--- RECORDS FOR THIS EXERCISE ---
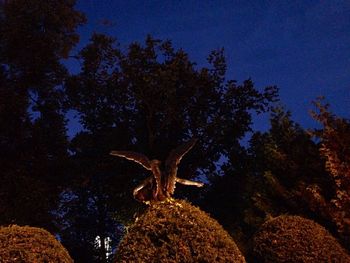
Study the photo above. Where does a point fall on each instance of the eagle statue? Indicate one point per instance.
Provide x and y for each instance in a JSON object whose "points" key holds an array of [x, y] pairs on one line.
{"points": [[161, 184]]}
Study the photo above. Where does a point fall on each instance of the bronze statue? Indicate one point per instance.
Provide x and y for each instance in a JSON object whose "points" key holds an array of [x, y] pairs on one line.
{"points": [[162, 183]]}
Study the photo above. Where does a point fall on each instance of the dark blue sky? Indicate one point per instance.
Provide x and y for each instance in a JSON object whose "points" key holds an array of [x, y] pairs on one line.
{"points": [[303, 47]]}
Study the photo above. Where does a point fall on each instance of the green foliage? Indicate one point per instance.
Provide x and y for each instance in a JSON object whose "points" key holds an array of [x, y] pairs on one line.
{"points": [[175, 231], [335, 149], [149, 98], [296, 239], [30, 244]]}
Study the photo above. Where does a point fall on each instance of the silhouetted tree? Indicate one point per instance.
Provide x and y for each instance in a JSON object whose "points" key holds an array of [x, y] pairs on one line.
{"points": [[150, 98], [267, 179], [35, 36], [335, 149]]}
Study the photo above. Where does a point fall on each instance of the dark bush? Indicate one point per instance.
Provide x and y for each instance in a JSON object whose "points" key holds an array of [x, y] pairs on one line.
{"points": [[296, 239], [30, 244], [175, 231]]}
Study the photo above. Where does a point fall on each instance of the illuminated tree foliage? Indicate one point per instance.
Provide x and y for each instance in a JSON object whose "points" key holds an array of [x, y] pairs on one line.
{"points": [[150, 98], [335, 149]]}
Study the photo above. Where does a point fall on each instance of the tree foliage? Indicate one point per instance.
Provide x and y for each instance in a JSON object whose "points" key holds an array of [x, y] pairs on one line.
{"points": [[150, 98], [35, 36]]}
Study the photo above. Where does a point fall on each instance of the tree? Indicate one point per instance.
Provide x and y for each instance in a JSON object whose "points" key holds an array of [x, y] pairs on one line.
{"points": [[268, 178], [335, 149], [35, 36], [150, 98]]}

...

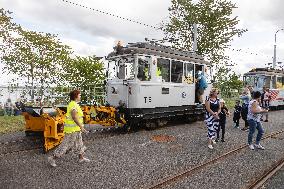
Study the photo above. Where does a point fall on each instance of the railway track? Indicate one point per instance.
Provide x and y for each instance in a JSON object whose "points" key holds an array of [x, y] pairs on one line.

--

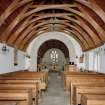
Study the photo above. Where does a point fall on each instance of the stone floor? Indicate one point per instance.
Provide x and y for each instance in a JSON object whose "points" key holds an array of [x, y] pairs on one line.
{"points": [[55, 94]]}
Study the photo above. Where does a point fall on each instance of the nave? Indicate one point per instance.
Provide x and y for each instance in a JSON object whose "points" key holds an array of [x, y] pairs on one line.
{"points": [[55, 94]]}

--- WHAT YOU ARE ASKED TO DO ---
Show every line from the rows above that contains the string "statue". Case counts.

--- ANSWER ---
Study the photo above. Where does a point fall on each instance of the eagle statue? Indicate one point per instance.
Study the photo above. Where does a point fall on each instance of the bronze statue? Indicate one point per instance.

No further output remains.